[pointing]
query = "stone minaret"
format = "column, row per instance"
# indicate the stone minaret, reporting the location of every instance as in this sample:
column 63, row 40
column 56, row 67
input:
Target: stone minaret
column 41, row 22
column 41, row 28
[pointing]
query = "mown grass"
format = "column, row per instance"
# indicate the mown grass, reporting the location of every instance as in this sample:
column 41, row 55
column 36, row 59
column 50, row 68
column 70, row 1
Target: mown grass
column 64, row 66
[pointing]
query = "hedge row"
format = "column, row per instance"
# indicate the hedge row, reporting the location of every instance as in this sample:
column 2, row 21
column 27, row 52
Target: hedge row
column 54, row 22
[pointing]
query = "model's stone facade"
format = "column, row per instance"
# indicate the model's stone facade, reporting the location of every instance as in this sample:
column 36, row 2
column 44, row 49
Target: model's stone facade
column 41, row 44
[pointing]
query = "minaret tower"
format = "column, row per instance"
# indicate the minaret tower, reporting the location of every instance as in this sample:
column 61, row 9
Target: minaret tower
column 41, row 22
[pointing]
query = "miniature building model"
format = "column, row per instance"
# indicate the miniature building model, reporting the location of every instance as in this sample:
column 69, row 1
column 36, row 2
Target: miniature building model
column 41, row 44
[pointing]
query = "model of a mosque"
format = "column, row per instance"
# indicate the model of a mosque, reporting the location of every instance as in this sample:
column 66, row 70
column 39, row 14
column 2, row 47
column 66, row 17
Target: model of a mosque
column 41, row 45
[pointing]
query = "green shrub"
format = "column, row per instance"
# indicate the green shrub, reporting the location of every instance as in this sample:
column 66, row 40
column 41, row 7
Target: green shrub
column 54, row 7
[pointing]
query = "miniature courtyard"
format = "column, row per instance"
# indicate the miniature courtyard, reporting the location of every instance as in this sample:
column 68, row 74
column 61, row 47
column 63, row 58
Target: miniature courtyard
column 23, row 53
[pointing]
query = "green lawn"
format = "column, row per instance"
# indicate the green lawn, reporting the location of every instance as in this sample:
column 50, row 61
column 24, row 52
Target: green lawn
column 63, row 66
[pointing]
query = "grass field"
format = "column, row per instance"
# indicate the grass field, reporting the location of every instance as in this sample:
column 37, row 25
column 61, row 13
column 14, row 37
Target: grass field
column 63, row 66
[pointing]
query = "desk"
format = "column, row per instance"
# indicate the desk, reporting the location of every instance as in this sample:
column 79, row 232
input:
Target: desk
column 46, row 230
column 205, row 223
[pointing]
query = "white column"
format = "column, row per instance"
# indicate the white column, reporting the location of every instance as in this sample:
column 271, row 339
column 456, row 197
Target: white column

→ **EXERCISE BRIEF**
Exactly as shown, repeat every record.

→ **YOUR SOLUTION**
[pointing]
query = "stone minaret"
format = "column, row per instance"
# indicate the stone minaret, reporting the location of every instance as in this sample:
column 63, row 40
column 56, row 67
input:
Target: stone minaret
column 41, row 22
column 41, row 28
[pointing]
query = "mown grass"
format = "column, row per instance"
# indicate the mown grass, reporting the location of every instance as in this sample:
column 41, row 55
column 36, row 59
column 50, row 68
column 70, row 1
Target: mown grass
column 64, row 66
[pointing]
query = "hedge row"
format = "column, row per instance"
# indicate the hedge row, reporting the location of every instance as in this sample:
column 2, row 21
column 27, row 52
Target: hedge row
column 54, row 22
[pointing]
query = "model's stone facade"
format = "column, row per instance"
# indicate the model's stone facade, reporting the location of every instance as in this sample:
column 36, row 2
column 44, row 49
Target: model's stone facade
column 41, row 44
[pointing]
query = "minaret tower"
format = "column, row per instance"
# indicate the minaret tower, reporting the location of every instance as in this sample:
column 61, row 9
Target: minaret tower
column 41, row 22
[pointing]
query = "miniature building model"
format = "column, row per instance"
# indicate the miniature building model, reporting the location of every instance as in this sample:
column 69, row 1
column 36, row 2
Target: miniature building model
column 41, row 44
[pointing]
query = "model of a mosque"
format = "column, row per instance"
# indicate the model of a mosque, reporting the location of every instance as in this sample:
column 66, row 70
column 39, row 14
column 2, row 47
column 66, row 17
Target: model of a mosque
column 41, row 45
[pointing]
query = "green shrub"
format = "column, row per instance"
# indicate the green shrub, reporting the location of every instance as in this sample:
column 66, row 40
column 41, row 7
Target: green shrub
column 54, row 7
[pointing]
query = "miniature courtyard"
format = "column, row per instance"
# indicate the miniature courtyard, reporting the location of every instance as in this sample:
column 68, row 74
column 61, row 47
column 63, row 58
Target: miniature courtyard
column 23, row 53
[pointing]
query = "green lawn"
format = "column, row per instance"
# indicate the green lawn, reporting the location of every instance as in this sample:
column 50, row 61
column 24, row 52
Target: green lawn
column 63, row 66
[pointing]
query = "grass field"
format = "column, row per instance"
# indicate the grass field, reporting the location of every instance as in this sample:
column 37, row 25
column 61, row 13
column 14, row 37
Target: grass field
column 63, row 66
[pointing]
query = "desk"
format = "column, row per instance"
# indicate the desk, reporting the location of every instance as in this sample:
column 79, row 232
input:
Target: desk
column 46, row 230
column 205, row 223
[pointing]
query = "white column"
format = "column, row per instance"
# indicate the white column, reporting the location of every instance as in this sample:
column 271, row 339
column 456, row 197
Target: white column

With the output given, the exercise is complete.